▶ **GIVEN EXERCISE**: In the passage on poets, philosophers and politics, what does the poet, philosopher or historian shoot against the sun?

▶ **TEXT EXTRACT**:

===============

MANKIND NEVER WEARIES of advising and reminding its poets, philosophers and historians to keep clear of the tendencious passions of politics. The universal truth of pure humanity can indeed only be reached in their works by rising above private aims and passions such as are eminently those classed under the name of ‘polities’. It is impossible to concentrate upon the eternal truth which is above all private interests, and at the same time to look on some one of these interests with favour and to promote it. Or at least this can only be done by a more or less skilful hypocrisy, which may sometimes serve the politician’s aim, but brings a blush of shame to the man who reverences the chastity of truth and beauty, and who feels that the mere suggestion is an insult to his moral character and a threat to the very roots of his higher life. The poet or philosopher or historian who stoops to such deception and trickery is, to that extent, not what he professes himself but a mere politician or rather the tool of politicians. He cannot but have a bad conscience, for his act is in contradiction with the assumed character of a free intelligence, with the function he has undertaken, and with the tacit contract between himself and society not to fail in this peculiar duty. The only exception is the more or less innocent simplicity (an exception we must allow, since ‘the kinds of fool are infinite’) which does not clearly know what it is doing. As a rule, behind all such unprofessional behaviour we find the motive of self-interest, a fear of loss or a hope of gain. When we meet with such sham artistic or scientific products, we can always be sure that we are justified in asking their authors: ‘What did you get for it? What was the price?’ The philosopher or the historian or the poet gets nothing.for it; his work is priceless. He shoots his golden arrow against the sun and is glad to watch its flight; if he wants anything more, it is only that others should share his pleasure and emulate him with such arrows of their own.

===============

▶ **RECORDED INFORMATION**:
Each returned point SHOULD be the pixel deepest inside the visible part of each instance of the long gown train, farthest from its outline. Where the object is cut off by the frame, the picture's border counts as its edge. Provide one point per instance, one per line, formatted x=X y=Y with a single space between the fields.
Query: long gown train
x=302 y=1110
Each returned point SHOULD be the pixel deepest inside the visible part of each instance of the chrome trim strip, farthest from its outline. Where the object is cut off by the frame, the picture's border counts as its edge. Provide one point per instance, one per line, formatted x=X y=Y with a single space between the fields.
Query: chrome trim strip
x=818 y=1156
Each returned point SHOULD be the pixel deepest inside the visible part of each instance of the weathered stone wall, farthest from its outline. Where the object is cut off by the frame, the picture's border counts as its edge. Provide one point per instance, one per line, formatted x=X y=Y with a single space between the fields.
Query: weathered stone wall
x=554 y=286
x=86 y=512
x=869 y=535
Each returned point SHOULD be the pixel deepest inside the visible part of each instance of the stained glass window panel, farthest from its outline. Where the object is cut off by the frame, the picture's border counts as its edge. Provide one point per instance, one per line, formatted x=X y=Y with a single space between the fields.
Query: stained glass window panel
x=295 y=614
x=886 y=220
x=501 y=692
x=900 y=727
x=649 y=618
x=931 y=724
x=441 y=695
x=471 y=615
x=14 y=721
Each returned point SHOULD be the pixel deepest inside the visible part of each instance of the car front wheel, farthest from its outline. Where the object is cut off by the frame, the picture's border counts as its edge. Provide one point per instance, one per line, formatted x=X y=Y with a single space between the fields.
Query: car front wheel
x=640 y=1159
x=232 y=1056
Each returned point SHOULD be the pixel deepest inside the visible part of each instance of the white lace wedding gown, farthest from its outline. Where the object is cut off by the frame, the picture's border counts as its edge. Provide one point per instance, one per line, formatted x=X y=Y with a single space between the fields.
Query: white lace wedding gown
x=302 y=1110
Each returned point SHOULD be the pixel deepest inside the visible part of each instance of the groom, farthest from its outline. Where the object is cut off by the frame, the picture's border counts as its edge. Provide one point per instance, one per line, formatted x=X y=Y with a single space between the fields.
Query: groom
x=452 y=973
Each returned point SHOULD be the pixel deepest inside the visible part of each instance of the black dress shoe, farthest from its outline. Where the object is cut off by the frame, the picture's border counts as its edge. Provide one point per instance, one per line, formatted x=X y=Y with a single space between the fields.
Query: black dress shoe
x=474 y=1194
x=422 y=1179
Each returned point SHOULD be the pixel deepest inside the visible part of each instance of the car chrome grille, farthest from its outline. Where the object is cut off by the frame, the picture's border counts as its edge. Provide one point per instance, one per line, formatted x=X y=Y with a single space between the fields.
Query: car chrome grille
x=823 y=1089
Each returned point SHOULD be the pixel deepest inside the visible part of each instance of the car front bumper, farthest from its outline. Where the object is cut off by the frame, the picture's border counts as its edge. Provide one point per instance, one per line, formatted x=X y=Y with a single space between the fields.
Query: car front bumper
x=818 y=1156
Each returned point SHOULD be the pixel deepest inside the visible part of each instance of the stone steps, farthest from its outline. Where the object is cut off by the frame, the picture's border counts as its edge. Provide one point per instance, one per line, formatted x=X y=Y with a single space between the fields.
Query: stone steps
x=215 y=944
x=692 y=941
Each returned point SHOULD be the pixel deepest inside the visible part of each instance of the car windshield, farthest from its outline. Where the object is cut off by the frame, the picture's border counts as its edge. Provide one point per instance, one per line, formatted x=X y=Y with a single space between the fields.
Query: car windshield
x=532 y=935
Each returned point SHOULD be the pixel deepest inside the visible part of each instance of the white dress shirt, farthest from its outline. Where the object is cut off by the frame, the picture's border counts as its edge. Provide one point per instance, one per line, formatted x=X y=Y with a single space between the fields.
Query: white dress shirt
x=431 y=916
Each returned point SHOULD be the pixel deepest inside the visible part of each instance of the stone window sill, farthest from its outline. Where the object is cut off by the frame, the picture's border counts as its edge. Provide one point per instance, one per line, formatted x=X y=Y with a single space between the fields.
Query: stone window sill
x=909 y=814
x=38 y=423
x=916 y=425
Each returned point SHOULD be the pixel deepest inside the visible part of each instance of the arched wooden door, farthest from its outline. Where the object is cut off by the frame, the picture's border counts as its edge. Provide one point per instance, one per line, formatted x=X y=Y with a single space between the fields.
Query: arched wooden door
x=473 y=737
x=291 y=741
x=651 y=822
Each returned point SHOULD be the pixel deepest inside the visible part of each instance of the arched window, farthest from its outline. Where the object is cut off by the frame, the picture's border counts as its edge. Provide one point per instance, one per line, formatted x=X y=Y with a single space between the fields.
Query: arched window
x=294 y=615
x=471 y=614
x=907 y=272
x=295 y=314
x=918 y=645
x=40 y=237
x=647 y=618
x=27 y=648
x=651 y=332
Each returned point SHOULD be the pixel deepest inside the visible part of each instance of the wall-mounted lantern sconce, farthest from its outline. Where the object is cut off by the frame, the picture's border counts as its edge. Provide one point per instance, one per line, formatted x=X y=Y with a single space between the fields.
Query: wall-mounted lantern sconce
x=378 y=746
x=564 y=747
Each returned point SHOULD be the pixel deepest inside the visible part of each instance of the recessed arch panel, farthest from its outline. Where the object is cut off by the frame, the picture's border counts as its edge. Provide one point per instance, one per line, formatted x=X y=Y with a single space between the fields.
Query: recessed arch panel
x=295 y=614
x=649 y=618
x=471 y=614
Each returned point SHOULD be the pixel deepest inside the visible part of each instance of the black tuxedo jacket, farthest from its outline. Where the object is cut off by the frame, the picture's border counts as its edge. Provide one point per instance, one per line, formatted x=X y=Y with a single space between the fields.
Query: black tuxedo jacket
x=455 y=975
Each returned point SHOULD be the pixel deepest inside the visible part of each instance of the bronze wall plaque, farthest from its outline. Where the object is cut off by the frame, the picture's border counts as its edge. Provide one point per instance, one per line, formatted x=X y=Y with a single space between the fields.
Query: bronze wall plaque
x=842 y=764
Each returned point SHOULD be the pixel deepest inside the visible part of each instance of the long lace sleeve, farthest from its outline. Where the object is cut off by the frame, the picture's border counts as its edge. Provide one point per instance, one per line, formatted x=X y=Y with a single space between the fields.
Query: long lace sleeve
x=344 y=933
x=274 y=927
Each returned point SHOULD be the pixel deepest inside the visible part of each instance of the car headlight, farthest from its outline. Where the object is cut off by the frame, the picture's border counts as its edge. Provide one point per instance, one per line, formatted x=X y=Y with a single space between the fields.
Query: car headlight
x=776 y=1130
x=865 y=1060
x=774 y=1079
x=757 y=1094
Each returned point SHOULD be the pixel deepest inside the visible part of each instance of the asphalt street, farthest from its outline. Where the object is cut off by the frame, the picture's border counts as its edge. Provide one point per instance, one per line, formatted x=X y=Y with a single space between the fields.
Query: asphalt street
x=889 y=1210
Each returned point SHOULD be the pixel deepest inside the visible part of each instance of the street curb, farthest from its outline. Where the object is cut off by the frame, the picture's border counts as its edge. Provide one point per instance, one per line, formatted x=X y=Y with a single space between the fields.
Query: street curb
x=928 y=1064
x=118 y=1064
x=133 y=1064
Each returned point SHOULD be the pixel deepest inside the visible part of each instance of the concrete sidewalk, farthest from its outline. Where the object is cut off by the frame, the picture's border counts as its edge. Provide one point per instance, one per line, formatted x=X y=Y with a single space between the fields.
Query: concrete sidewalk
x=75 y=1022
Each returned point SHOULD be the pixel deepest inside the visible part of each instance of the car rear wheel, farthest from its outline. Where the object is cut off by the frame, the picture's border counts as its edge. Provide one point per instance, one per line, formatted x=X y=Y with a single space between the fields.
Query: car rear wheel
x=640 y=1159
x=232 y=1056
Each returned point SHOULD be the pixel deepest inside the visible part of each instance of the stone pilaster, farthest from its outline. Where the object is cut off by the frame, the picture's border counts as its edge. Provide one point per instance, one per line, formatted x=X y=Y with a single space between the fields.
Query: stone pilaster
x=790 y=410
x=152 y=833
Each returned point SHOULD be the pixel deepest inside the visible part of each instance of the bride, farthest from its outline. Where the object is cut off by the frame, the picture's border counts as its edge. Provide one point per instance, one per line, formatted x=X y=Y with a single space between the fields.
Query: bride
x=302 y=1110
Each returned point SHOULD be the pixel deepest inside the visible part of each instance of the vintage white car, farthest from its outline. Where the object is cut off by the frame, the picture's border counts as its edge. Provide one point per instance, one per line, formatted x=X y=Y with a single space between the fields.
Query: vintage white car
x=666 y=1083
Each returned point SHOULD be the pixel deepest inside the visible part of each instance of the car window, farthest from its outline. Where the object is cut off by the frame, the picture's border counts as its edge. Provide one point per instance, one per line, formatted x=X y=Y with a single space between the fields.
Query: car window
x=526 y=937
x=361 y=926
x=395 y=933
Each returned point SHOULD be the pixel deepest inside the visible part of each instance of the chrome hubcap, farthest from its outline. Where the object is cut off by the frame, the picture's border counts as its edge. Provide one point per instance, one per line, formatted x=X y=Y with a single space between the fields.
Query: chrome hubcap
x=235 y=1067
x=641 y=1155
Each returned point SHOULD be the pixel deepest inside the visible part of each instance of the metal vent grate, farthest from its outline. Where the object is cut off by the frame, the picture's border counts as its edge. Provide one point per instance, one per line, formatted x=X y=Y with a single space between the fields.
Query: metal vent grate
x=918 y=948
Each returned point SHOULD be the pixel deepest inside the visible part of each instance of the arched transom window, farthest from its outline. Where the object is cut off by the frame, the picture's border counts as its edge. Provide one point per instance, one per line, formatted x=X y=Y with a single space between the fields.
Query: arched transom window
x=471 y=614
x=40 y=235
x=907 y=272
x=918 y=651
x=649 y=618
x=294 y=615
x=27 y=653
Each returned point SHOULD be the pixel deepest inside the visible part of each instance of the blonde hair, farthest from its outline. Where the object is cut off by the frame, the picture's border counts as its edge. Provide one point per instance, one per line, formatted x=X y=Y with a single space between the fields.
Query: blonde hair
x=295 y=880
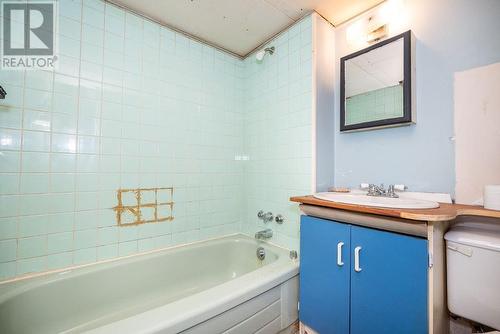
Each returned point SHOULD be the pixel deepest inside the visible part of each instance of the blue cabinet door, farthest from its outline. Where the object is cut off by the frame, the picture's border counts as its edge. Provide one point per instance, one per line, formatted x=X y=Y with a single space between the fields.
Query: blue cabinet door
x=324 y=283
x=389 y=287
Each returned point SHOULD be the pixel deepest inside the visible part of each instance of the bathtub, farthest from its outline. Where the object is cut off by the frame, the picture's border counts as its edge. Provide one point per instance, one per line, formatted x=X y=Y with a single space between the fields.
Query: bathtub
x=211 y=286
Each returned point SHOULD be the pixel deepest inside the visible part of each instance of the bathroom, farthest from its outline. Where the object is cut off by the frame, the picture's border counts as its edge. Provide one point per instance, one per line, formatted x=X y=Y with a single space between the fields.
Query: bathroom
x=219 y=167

===============

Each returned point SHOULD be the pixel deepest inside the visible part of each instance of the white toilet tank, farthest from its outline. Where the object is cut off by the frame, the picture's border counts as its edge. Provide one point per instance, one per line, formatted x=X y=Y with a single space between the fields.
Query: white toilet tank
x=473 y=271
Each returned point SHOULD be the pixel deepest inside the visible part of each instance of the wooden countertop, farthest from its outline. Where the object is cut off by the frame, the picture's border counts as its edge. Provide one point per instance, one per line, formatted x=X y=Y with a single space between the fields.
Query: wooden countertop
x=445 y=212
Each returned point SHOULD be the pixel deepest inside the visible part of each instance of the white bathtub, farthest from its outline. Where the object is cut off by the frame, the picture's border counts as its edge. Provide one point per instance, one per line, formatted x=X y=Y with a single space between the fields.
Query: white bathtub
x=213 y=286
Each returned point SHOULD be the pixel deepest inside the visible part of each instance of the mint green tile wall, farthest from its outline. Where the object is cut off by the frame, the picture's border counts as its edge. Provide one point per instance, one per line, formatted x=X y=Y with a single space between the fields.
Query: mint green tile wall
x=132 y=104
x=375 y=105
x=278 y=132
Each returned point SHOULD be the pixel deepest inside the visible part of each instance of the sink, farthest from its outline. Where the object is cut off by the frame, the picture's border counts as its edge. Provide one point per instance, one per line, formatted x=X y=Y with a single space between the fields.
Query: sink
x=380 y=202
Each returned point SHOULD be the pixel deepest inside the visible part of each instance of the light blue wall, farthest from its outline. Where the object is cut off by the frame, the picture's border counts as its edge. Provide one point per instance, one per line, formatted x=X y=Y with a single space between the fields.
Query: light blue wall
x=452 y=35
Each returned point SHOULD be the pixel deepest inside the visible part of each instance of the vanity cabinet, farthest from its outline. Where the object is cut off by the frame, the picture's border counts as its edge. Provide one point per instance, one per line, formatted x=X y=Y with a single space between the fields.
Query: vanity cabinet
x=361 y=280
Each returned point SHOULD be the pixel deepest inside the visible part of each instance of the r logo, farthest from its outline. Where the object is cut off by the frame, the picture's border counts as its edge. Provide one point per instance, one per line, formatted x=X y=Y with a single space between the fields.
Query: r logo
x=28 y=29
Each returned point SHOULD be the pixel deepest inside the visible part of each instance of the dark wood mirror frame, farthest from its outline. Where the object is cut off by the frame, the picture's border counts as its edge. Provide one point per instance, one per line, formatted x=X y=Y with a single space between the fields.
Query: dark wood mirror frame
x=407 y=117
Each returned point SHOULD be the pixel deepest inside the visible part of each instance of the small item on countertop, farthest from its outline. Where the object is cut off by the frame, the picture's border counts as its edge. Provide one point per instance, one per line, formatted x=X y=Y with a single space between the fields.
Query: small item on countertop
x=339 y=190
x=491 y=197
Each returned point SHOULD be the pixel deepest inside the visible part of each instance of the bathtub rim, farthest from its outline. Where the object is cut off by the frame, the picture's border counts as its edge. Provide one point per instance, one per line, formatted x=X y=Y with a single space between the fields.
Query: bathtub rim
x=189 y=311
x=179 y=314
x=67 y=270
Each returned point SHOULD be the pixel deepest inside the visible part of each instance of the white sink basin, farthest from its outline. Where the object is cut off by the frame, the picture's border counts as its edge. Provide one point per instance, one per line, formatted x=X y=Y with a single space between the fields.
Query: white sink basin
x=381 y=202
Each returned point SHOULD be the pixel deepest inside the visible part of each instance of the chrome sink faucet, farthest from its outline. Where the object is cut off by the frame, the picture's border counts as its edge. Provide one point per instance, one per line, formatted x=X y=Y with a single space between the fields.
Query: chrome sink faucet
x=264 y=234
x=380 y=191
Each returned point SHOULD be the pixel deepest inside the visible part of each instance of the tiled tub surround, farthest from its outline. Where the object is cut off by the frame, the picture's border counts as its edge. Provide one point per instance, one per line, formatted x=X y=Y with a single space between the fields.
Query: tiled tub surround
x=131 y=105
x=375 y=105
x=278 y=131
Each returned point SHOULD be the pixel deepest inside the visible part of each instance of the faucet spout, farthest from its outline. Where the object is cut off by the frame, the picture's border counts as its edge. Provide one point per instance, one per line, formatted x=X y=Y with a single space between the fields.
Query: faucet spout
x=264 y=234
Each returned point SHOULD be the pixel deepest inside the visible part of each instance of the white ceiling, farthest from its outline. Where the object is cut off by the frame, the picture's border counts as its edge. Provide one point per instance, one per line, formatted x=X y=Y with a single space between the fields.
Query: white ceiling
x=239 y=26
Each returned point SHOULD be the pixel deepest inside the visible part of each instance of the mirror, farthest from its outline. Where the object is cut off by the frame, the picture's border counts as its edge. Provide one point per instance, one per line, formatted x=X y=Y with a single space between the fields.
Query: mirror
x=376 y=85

===============

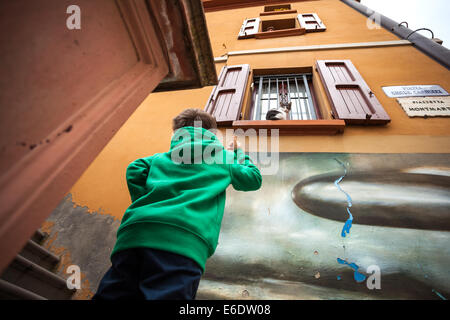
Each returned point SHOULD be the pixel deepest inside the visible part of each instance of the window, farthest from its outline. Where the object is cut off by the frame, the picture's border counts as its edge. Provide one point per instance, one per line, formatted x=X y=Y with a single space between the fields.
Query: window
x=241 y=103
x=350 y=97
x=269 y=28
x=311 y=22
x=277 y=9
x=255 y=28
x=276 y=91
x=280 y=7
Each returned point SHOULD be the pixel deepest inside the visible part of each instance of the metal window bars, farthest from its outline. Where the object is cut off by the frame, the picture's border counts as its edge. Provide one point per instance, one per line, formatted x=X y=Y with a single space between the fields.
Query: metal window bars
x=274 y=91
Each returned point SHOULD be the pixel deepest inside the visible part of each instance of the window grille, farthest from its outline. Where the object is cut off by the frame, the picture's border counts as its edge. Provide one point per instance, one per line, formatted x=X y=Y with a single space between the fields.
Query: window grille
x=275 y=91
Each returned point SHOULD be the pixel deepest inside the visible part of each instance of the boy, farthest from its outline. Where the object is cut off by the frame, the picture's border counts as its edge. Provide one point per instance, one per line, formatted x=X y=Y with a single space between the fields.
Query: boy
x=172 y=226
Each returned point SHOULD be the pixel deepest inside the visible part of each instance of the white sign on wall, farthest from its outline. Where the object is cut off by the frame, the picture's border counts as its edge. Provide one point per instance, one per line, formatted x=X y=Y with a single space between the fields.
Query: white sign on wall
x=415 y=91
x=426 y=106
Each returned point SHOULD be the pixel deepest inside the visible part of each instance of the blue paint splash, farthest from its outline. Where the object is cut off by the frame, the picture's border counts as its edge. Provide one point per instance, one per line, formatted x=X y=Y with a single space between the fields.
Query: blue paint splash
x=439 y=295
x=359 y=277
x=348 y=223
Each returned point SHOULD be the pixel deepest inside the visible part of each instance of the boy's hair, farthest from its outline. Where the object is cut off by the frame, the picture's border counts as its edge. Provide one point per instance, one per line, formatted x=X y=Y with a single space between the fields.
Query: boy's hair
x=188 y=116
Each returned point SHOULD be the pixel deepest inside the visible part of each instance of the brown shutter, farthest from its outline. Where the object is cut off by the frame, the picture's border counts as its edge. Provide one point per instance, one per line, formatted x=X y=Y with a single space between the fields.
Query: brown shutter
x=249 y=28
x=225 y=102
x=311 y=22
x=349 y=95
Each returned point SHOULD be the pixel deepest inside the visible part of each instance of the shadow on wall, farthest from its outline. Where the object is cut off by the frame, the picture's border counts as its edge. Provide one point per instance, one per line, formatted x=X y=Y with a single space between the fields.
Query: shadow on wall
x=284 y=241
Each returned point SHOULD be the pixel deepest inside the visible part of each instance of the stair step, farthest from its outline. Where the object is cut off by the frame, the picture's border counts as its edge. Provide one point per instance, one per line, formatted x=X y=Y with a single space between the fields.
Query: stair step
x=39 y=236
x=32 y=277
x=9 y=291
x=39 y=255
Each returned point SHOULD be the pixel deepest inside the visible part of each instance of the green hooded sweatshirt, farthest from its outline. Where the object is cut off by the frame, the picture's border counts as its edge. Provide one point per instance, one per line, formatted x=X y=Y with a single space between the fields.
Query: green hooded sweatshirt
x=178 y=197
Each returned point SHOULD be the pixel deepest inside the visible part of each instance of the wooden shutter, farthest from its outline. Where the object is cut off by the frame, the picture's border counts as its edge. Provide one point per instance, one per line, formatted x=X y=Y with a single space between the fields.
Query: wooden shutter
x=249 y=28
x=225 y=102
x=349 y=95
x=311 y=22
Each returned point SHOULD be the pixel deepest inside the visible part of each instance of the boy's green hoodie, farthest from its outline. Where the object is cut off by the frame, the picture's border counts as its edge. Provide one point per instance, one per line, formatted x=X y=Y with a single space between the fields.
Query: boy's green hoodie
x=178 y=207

===============

▶ **OUTPUT FOR THIS EXERCISE**: His golden arrow.